> **Exercise goal**:
Print verbatim the opening part of the rows below, from the very first line through the line that contains "top-left (0, 364), bottom-right (263, 1200)", with both of those lines included.

==== Material provided ====

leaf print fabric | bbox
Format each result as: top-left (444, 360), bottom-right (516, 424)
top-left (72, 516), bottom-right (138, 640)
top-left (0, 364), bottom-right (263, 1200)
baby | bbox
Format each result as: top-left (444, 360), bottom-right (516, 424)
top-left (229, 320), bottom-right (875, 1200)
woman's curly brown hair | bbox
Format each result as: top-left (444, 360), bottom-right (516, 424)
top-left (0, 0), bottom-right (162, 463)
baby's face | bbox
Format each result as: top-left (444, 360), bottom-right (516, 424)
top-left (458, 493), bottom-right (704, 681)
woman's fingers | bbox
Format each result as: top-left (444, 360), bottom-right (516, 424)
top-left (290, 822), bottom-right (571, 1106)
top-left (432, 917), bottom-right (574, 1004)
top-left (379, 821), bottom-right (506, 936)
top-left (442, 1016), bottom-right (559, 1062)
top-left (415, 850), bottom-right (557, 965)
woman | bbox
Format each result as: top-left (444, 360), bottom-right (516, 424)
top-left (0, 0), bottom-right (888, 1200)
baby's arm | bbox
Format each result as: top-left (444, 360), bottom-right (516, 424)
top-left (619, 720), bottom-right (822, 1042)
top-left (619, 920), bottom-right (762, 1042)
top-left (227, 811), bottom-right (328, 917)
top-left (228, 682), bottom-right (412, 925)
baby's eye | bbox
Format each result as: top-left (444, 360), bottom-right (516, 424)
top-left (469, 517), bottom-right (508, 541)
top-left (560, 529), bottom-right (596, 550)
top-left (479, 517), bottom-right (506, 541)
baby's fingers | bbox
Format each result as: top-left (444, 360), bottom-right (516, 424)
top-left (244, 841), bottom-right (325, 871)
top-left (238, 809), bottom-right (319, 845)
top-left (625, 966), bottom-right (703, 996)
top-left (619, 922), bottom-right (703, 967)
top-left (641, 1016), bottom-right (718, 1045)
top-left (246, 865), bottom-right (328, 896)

====

> **Response to this exercise**:
leaf print fabric | bbox
Format each result as: top-left (444, 360), bottom-right (516, 424)
top-left (72, 516), bottom-right (138, 640)
top-left (0, 364), bottom-right (263, 1200)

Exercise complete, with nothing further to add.